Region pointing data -
┄┄┄┄┄┄
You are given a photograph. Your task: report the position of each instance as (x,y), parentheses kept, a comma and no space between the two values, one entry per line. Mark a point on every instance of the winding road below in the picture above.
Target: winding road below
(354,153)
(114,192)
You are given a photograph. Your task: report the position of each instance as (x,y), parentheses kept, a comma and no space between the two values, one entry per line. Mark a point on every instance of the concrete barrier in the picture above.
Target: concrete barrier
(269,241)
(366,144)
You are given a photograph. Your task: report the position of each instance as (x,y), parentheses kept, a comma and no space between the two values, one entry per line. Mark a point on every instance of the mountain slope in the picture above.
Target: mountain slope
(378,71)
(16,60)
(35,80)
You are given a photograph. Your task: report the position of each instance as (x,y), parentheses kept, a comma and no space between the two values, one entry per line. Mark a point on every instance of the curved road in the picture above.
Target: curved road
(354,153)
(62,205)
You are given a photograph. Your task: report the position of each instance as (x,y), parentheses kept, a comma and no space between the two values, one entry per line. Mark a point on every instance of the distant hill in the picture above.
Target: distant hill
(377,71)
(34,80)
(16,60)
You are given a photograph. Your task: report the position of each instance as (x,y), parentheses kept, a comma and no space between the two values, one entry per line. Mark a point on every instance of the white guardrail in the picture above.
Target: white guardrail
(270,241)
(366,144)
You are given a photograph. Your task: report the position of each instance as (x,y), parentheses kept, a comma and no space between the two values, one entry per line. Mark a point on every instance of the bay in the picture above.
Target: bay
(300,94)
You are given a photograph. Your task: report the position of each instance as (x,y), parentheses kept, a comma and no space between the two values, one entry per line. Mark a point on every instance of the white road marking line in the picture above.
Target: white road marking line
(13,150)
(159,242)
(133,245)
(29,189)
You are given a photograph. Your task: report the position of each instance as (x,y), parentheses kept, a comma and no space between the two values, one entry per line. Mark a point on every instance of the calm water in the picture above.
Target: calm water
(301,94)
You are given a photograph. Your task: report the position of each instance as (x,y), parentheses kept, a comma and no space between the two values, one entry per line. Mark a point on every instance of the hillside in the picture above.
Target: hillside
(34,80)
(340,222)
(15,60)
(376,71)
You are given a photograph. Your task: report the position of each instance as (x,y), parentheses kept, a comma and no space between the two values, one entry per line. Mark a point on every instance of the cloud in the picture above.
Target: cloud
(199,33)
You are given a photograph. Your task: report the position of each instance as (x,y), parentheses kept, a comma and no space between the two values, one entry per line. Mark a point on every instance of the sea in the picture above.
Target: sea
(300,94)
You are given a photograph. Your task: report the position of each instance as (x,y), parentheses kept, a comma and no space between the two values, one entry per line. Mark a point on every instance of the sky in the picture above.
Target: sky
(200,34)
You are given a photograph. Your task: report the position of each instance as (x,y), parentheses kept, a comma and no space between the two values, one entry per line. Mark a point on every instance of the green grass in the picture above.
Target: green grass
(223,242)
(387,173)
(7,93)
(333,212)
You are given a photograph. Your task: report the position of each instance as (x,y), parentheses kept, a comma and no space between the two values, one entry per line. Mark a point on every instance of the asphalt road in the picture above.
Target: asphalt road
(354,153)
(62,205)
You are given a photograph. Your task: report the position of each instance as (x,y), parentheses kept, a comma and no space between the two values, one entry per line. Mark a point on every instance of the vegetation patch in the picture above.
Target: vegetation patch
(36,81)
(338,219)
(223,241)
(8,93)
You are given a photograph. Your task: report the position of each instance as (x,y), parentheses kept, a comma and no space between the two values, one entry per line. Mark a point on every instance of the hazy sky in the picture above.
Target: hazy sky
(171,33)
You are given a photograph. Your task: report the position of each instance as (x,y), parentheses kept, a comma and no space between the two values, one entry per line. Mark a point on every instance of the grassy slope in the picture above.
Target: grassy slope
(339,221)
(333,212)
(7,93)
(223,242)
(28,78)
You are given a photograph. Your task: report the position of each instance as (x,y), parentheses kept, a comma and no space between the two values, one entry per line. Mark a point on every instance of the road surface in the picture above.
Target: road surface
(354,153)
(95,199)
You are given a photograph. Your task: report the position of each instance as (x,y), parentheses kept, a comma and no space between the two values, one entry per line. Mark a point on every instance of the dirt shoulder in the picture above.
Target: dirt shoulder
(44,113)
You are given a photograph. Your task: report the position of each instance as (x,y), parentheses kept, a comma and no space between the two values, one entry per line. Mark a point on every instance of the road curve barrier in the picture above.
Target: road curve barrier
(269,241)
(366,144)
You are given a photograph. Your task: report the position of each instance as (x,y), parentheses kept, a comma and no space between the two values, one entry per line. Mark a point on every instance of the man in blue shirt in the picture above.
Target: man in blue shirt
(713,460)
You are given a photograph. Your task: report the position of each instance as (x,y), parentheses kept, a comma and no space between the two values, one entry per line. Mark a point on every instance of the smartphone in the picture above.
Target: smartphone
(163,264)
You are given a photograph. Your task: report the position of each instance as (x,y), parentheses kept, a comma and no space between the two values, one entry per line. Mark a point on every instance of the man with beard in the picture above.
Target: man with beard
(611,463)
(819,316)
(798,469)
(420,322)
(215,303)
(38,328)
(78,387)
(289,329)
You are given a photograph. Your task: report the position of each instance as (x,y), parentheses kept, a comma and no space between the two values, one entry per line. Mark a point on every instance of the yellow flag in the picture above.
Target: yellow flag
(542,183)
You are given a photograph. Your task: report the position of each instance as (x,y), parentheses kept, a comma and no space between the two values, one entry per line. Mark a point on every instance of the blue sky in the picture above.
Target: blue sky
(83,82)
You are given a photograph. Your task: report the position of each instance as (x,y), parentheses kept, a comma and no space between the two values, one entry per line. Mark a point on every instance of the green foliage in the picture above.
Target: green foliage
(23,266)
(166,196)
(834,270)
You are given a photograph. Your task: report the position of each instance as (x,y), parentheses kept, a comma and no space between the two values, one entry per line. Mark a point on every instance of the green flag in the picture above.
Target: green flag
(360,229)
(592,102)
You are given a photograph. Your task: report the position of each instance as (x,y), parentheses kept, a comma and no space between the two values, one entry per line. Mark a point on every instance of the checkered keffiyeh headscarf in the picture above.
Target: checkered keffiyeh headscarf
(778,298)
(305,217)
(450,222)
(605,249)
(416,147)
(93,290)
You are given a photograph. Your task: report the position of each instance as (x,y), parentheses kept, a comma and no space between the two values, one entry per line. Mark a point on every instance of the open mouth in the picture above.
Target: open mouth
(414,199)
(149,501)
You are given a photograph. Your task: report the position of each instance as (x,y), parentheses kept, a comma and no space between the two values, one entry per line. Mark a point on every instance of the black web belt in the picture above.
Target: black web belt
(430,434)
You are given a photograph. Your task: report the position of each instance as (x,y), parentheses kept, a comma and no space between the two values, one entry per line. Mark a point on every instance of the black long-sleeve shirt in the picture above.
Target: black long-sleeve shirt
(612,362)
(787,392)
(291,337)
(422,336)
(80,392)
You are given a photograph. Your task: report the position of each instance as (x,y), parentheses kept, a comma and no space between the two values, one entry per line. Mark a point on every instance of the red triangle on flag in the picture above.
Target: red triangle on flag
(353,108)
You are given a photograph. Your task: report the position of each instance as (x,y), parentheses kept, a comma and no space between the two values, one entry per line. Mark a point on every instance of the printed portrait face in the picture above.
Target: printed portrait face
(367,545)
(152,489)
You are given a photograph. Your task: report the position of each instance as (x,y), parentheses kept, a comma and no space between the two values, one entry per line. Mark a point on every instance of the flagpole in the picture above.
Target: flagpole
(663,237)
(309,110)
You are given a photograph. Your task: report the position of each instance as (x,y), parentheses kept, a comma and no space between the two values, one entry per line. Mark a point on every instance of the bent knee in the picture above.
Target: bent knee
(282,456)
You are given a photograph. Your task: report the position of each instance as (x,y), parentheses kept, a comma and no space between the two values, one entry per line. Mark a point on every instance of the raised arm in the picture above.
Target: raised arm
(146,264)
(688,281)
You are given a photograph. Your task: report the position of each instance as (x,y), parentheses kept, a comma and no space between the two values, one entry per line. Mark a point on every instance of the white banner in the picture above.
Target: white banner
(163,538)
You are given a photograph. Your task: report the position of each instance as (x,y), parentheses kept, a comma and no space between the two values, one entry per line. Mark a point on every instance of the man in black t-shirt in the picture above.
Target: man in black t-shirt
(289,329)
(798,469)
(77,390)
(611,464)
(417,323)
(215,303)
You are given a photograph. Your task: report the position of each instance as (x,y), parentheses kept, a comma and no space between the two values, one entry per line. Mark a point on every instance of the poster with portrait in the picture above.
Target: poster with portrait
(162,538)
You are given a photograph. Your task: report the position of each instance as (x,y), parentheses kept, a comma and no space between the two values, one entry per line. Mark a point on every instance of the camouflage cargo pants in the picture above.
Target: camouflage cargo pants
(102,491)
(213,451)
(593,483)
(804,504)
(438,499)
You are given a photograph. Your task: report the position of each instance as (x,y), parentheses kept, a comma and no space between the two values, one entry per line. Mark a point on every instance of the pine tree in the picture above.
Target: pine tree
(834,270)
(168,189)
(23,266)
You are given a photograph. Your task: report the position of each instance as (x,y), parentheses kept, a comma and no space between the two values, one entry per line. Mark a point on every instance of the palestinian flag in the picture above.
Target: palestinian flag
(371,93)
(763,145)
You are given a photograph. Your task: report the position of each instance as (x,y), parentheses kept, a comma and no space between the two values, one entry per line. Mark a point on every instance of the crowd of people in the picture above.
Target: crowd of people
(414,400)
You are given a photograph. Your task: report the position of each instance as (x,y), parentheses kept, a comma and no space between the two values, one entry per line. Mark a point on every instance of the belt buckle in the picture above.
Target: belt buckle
┄┄┄┄┄┄
TASK PROMPT - Beginning at the line with "Target: calm water" and stopping after the line with "cloud in the picture above.", please write out every line of the data above exactly and nothing else.

RESULT FOR THIS TASK -
Target: calm water
(301,94)
You are given a photograph. Your task: report the position of each instance as (x,y), parentheses kept, a comma and no space between the two values, one entry per line. Mark a point on every instance of the hillside in the picture above.
Target: hillside
(34,80)
(340,222)
(15,60)
(376,71)
You are given a photograph. Your task: report the position of each instance as (x,y), parentheses kept, a comma and no space between the two values, one entry per line. Mark a point on every instance of the cloud in the picture above.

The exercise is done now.